> [Assignment 1]
Answer these questions from the passage on genome annotation:
(a) What do some public online databases allow members of the general public to do?
(b) At what point in the process is it common for scientists to start annotating?
(c) What do researchers look for when they compare segments from different organisms?
> [Assignment 2] Write the next part of the passage on genome annotation, starting after its final sentence.
(Beginning of Passage to read)
Genome annotation tags sections of a genome with information about the genetic data it contains. This is part of the process at genome projects, where the goal is not just to sequence the DNA of a target organism, but to understand what it does and how it functions. Researchers can conduct annotation in their labs and may share data with other scientists to pool resources and information. Online databases open to the public are available, and some also allow members of the general public to submit their own annotations.
The first step in genome annotation is sequencing, where researchers determine the order of amino acids in an organism's DNA. Sequencing a whole genome takes a long time, and it is common for scientists to start annotating before the genome has been decoded. With a section of sequenced DNA in hand, a researcher can start annotating. Scientists can note where genes appear to start and stop, paying attention to distinctive strings of DNA that contain information about the function of the genome.
Computers are capable of performing some genome annotation on their own. They can seek known patterns, such as strings of amino acids that appear at the beginning and end of genes. In automated annotation, the computer can add notes to different sections of a string of DNA to provide information about it. It is also possible to compare segments from different organisms to look for variance that might provide important information about the species as a whole.
(End of Passage to read)
(Beginning of Given data)
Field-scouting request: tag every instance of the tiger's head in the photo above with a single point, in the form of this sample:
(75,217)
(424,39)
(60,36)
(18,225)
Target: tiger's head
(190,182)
(End of Given data)
> [Exercise result 1]
(a) Submit their own annotations.
(b) Before the genome has been decoded.
(c) Variance that might provide important information about the species as a whole.

> [Exercise result 2]
Manual genome annotation involves physically reviewing the DNA. Many researchers use computers to display the information and tag it, allowing them to enter it into databases as they work. In some cases, a manual review may be necessary after automated annotation, to make sure the computer got the information correct. This can be a painstaking process and errors do occur, which is one reason researchers like to pool databases. If an annotation doesn't match others on the same section of DNA, people can evaluate the information to determine what happened, and fix the error.
It is not always possible to determine what a gene does during the genome annotation process. Scientists can flag genes and separate them from other components of the genome, such as non-coding DNA like repeats. This information can be used in research as people develop theories about different segments of the genome. They can add to the annotations to note the function of a gene.